(Natural language region descriptions)
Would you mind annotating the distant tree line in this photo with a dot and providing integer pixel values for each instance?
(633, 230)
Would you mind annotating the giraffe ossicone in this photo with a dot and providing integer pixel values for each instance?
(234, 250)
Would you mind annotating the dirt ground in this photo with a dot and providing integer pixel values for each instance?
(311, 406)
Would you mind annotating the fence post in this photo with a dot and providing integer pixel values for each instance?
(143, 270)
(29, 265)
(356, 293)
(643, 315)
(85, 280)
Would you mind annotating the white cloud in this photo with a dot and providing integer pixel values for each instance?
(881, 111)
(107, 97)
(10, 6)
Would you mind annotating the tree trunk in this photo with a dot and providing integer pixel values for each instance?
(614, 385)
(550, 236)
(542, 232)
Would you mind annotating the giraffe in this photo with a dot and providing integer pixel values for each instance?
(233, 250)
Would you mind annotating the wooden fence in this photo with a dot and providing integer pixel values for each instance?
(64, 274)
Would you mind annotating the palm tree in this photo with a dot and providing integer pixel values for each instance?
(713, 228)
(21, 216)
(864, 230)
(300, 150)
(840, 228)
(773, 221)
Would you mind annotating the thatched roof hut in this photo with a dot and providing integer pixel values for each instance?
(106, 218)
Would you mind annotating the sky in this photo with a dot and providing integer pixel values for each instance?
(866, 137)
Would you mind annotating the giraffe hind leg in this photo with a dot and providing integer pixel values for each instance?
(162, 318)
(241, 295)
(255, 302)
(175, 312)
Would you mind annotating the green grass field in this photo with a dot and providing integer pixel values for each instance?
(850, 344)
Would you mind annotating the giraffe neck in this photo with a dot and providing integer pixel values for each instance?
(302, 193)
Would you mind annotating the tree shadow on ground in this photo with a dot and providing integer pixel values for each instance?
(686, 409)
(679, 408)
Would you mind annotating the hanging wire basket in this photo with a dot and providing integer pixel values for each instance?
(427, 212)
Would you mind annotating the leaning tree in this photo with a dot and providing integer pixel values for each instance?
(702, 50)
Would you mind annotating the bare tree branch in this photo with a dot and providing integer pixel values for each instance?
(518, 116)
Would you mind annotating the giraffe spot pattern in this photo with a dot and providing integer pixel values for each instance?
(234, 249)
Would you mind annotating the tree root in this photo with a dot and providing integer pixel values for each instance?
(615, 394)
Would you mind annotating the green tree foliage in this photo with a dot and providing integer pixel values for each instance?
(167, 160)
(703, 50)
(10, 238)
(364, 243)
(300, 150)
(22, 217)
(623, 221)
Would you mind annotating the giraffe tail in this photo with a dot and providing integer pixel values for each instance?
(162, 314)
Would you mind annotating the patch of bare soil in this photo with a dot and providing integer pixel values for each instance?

### YOUR ASSIGNMENT:
Give back the data exactly, with no line dropped.

### OUTPUT:
Would you mind annotating the distant tree line in this photo with a dot and providing integer pixel values for each instance?
(633, 230)
Would you mind annotating the giraffe ossicone in this photo with a dot and providing integer pixel values for each instance?
(234, 250)
Would you mind annotating the dirt ground in this photo with a dot and providing integer pixel values for each instance?
(311, 406)
Would you mind annotating the fence post in this photo with a dot and providing integer pixel values for each instance?
(143, 270)
(29, 265)
(356, 293)
(643, 315)
(85, 280)
Would you mind annotating the white cloud in this photo with a dot and providing integer pixel values for each instance?
(881, 111)
(107, 97)
(10, 6)
Would you mind annotating the tree trunk in this photo with a dot and providing integer pixel values for each instance?
(614, 385)
(550, 236)
(542, 232)
Would you mind annotating the giraffe in this photo with a dot and providing integer pixel values for each instance?
(233, 250)
Would you mind annotating the wooden fence in this photo with a dot and providing integer pixel values for each instance?
(64, 274)
Would you mind annotating the palm tree in this photo with a dot and providing integer pixel values for each instance?
(713, 228)
(21, 216)
(864, 230)
(300, 150)
(840, 228)
(773, 221)
Would you mind annotating the thatched roof hut in this photo with a dot and providing integer pixel values for each instance?
(106, 218)
Would you mind annotating the sky in this photo with a dot and providing integer pixel values for each instance?
(866, 137)
Would you mind annotating the giraffe hind leg in this photo with a dot and providing integer pixel values for each instance?
(162, 318)
(241, 295)
(255, 302)
(175, 312)
Would you mind annotating the green grass field in this photo with a dot and providing integer pixel values for each instance?
(850, 344)
Would you mind annotating the giraffe neck in this photo with a dot and providing integer pixel values for each instance?
(302, 193)
Would you mind annotating the tree shadow on ground in this photo with a dot and providing integer pixel values for each instance?
(686, 409)
(679, 408)
Would you mind annotating the hanging wire basket in this photo with a dot and providing integer pixel values for each instance?
(427, 212)
Would you mind annotating the leaning tree in this photo with a dot and providing integer pixel values for each instance?
(702, 50)
Would you mind annotating the bare tree branch in this photo with a dot and providing integer pixel values for each instance?
(518, 116)
Would you mind annotating the giraffe spot pattern in this photo with a dot and providing integer pixel values for each instance?
(234, 249)
Would you mind annotating the tree root in this photo with a dot and providing integer pixel values for each instance?
(615, 394)
Would you mind annotating the green tree foliage in this photo with a dot and providing integer pixel values for each instance?
(167, 160)
(703, 50)
(10, 238)
(364, 243)
(300, 150)
(22, 217)
(623, 221)
Would you mind annotating the giraffe tail in this photo with a dot and providing integer pixel values for each instance?
(162, 314)
Would you mind annotating the patch of bare soil in this photo with a dot and providing integer pixel values for each instance?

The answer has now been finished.